| Data listing |
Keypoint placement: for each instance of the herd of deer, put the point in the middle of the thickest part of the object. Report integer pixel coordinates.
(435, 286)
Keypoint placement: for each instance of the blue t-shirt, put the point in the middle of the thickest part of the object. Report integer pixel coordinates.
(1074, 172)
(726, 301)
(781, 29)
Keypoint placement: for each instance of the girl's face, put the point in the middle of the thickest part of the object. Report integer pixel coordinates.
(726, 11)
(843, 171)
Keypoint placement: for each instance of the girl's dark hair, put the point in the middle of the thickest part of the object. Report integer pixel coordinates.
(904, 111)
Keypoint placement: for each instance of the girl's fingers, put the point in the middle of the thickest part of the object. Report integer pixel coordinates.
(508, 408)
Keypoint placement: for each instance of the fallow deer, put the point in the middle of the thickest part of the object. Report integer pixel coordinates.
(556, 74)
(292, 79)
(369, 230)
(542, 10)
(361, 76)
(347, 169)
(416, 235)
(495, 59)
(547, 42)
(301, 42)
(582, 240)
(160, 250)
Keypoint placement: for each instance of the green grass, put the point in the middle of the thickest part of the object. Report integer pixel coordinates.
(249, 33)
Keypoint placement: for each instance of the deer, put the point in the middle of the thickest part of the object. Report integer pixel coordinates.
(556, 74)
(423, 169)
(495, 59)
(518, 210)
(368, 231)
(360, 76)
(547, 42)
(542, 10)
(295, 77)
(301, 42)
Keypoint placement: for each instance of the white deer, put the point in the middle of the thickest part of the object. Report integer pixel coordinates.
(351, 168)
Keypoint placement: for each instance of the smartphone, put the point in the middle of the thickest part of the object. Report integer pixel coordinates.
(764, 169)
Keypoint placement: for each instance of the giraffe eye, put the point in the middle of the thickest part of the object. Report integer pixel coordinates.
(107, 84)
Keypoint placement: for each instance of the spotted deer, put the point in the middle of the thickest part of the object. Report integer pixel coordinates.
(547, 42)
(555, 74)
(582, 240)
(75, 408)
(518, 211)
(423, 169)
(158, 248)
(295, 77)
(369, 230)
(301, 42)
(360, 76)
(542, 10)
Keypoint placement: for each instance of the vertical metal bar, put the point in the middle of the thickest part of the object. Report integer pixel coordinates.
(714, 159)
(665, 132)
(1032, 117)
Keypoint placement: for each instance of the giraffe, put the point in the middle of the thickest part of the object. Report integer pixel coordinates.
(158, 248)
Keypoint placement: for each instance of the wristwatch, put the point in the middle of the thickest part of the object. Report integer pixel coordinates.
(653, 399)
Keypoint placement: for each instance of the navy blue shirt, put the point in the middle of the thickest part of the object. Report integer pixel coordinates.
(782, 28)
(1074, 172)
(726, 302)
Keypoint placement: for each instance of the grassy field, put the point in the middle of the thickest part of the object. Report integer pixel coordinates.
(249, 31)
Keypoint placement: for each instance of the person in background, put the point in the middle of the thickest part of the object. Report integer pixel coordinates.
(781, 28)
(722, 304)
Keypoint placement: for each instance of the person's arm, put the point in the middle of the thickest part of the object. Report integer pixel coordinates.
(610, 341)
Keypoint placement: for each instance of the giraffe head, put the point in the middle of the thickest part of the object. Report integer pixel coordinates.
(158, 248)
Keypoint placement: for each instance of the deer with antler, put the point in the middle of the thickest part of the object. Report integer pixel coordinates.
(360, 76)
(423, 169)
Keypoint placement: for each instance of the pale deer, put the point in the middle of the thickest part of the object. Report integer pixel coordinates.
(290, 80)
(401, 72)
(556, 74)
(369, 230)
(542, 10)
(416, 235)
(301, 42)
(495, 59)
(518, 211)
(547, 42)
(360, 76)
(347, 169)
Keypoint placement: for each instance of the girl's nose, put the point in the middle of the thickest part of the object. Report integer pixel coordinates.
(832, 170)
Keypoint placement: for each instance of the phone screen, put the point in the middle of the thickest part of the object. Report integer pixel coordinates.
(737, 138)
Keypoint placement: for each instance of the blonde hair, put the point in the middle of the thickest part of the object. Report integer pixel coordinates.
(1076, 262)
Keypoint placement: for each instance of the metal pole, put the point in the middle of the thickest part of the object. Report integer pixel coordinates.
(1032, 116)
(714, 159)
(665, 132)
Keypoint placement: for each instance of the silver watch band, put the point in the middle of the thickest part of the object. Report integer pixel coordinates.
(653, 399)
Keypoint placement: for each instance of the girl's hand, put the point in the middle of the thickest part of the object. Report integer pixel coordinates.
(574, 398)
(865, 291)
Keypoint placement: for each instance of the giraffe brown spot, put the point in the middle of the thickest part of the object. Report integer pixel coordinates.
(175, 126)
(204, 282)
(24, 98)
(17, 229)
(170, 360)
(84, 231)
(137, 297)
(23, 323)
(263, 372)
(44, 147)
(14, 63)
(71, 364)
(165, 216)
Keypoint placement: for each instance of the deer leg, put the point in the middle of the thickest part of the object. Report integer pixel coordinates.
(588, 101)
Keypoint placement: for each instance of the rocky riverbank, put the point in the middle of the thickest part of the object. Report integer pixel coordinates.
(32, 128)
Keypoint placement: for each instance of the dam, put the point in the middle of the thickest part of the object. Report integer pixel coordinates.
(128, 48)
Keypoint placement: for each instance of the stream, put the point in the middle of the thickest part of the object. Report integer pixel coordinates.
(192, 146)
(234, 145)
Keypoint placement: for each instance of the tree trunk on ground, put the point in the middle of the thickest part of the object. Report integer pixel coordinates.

| Task directions |
Please copy every record above line for line, without changing a single character or the order.

| Complete answer |
Keypoint placement: for each instance of the herd of deer, put the point in the middle of the thickest part of the object. Report integer pixel coordinates.
(435, 286)
Keypoint placement: for each instance of the blue t-shirt, put the point in the middle of the thickest part of the object. Report integer pixel coordinates.
(1074, 172)
(726, 301)
(781, 29)
Keypoint placement: for each instance of the girl's face, put the point in the middle of the thickest part of the object. Report integer pixel coordinates.
(726, 11)
(843, 171)
Keypoint placement: for each instance of the girl's dark hair, put the point in the middle of the thickest part of the object. Report integer pixel coordinates.
(904, 111)
Keypoint placement: for each instance of the girl's fingers, put the point in the middle of the thickest part of the object. Report integer pixel coordinates.
(508, 408)
Keypoint placement: for each instance of the fallow deer, put the point in the middle of the thickest part of the object. Report integer pixel coordinates.
(556, 74)
(292, 79)
(369, 230)
(542, 10)
(361, 76)
(347, 169)
(416, 235)
(495, 59)
(547, 42)
(301, 42)
(582, 240)
(160, 250)
Keypoint placement: for each instance of the green grass, put the point in the middle of the thickest part of the object. Report integer pixel coordinates.
(249, 33)
Keypoint placement: for each instance of the deer, put the point in the middle of the thickest part of the object. Report integer pixel coordinates.
(556, 74)
(423, 169)
(495, 59)
(518, 210)
(368, 231)
(360, 76)
(547, 42)
(542, 10)
(295, 77)
(301, 42)
Keypoint placement: for each instance of the white deer, put the point in the middle of the thickest part of the object. Report integer pixel coordinates.
(351, 168)
Keypoint placement: for each instance of the smartphone, put the point in the middle of the thickest part of the object. Report integer pixel coordinates.
(764, 169)
Keypoint placement: for each instance of the giraffe eye, put the point in the middle of the thickest part of the object. Report integer pixel coordinates.
(107, 84)
Keypoint placement: for each instance of the spotted deer, put the point in the middle of the thickest part of the object. Report integer pixel coordinates.
(547, 42)
(555, 74)
(582, 240)
(75, 408)
(518, 211)
(423, 169)
(158, 248)
(295, 77)
(369, 230)
(301, 42)
(360, 76)
(542, 10)
Keypoint placement: for each instance of the vertical metal bar, put the point in the middle of the thickest part of the object. Report integer pixel coordinates.
(714, 159)
(665, 132)
(1032, 117)
Keypoint placement: for each instance of the giraffe, put the point in the middle of the thickest part of the object. Report integer pixel coordinates.
(158, 248)
Keypoint placement: for each instance of the wristwatch, put the point in the middle of the thickest part of the object. Report integer pixel coordinates.
(653, 399)
Keypoint placement: for each instance of the navy blue shirt, put the point in the middle of the thickest part of the object. Report integer pixel coordinates.
(782, 28)
(1074, 172)
(726, 302)
Keypoint placement: for each instance of the grassy field, put the point in the middle of the thickest part of the object. Report integer pixel coordinates.
(249, 31)
Keypoint placement: for each instance of the person in background, put the point in the middle of the thickest part of the object. Report integer pixel coordinates.
(781, 28)
(722, 304)
Keypoint placement: for each instance of the person's arm, put the point in the middle of the thickest part of the object. Report integer pixel coordinates.
(610, 341)
Keypoint placement: for each instance of the giraffe head, put the point in the middle of the thickest part of the object. Report integer pixel coordinates.
(158, 248)
Keypoint placement: for each instance of the deer with antler, put the point in the middle of the thickest part of the object. Report integer pixel coordinates.
(360, 76)
(423, 169)
Keypoint placement: for each instance of the pale deer, put the point in the middle of the thickest part of the object. Report integer pixel coordinates.
(290, 80)
(401, 72)
(556, 74)
(369, 230)
(542, 10)
(416, 235)
(301, 42)
(495, 59)
(518, 211)
(547, 42)
(360, 76)
(347, 169)
Keypoint placement: for each instance of the girl's nose, put the point in the middle of the thickest part of the object. Report integer pixel coordinates.
(832, 170)
Keypoint placement: for each instance of the phone screen, put the point in the middle of the thickest part of the object. Report integer pixel coordinates.
(737, 138)
Keypoint placement: for each instance of the blonde hair, put the point in the middle of the thickest part of the object. Report integer pixel coordinates.
(1076, 262)
Keypoint placement: for each instance of the metal pole, put the point in the middle of the thickest part of the object. Report integer pixel coordinates.
(1032, 116)
(714, 159)
(665, 132)
Keypoint placement: for each instance of the silver watch band, put the point in the middle of the thickest part of the object. Report integer pixel coordinates.
(653, 399)
Keypoint placement: for each instance of the girl's hand, put the point in the middle of the thickest part of the object. Report integer pixel coordinates.
(574, 398)
(865, 291)
Keypoint placement: for each instance of the giraffe brown spot, put the point in the middle of the thickest part of the object. Report integer pixel coordinates.
(175, 126)
(204, 282)
(24, 98)
(17, 229)
(170, 360)
(84, 231)
(137, 297)
(23, 323)
(263, 372)
(44, 147)
(14, 63)
(71, 364)
(165, 216)
Keypoint placement: for each instance of the deer leg, put the point in the middle of the thickest part of the object. Report integer pixel coordinates.
(588, 101)
Keypoint placement: for each instance of the rocky riverbank, put the point in the middle of the thickest part of the object. Report integer pixel coordinates.
(32, 128)
Keypoint placement: for each instance of the dam, put the point in the middle of the thickest part of the object. Report integer pixel coordinates.
(128, 48)
Keypoint placement: for each instance of the stream, put the point in the middle of the thickest part of the object. Report integer pixel coordinates.
(192, 146)
(234, 145)
Keypoint placement: for each instance of the tree trunk on ground, put the point in the middle of the thickest part of the object. Report integer pixel coordinates.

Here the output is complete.